Registros proporcionados:
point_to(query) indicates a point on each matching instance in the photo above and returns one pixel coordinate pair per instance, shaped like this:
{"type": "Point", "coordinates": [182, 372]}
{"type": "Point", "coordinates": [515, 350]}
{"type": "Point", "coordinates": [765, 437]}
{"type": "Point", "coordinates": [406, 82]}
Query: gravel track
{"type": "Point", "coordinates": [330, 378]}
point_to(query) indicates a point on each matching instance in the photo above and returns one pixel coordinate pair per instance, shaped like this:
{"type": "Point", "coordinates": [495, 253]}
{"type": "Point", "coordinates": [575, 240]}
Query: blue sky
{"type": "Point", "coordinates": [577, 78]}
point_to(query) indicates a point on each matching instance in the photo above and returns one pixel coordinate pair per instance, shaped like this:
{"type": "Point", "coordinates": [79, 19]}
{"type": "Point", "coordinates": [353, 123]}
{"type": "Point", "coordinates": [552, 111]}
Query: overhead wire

Objetivo del ejercicio:
Reescribe todos los registros sustituyendo "gravel track" por "dirt track" y deja intacto todo lo demás.

Resultado del ejercicio:
point_to(query) indicates a point on each matching instance in the photo above and returns one pixel coordinate pair per instance, shaped like this:
{"type": "Point", "coordinates": [182, 372]}
{"type": "Point", "coordinates": [515, 350]}
{"type": "Point", "coordinates": [765, 437]}
{"type": "Point", "coordinates": [406, 82]}
Query: dirt track
{"type": "Point", "coordinates": [330, 378]}
point_to(query) indicates a point on each matching instance in the photo above and returns one pixel coordinate pair per instance, shaped like this:
{"type": "Point", "coordinates": [495, 253]}
{"type": "Point", "coordinates": [575, 240]}
Query: blue sky
{"type": "Point", "coordinates": [577, 78]}
point_to(query) indicates a point on each matching instance in the photo above and returns one pixel coordinate pair per instance, shaped like this:
{"type": "Point", "coordinates": [79, 19]}
{"type": "Point", "coordinates": [353, 123]}
{"type": "Point", "coordinates": [552, 111]}
Query: overhead wire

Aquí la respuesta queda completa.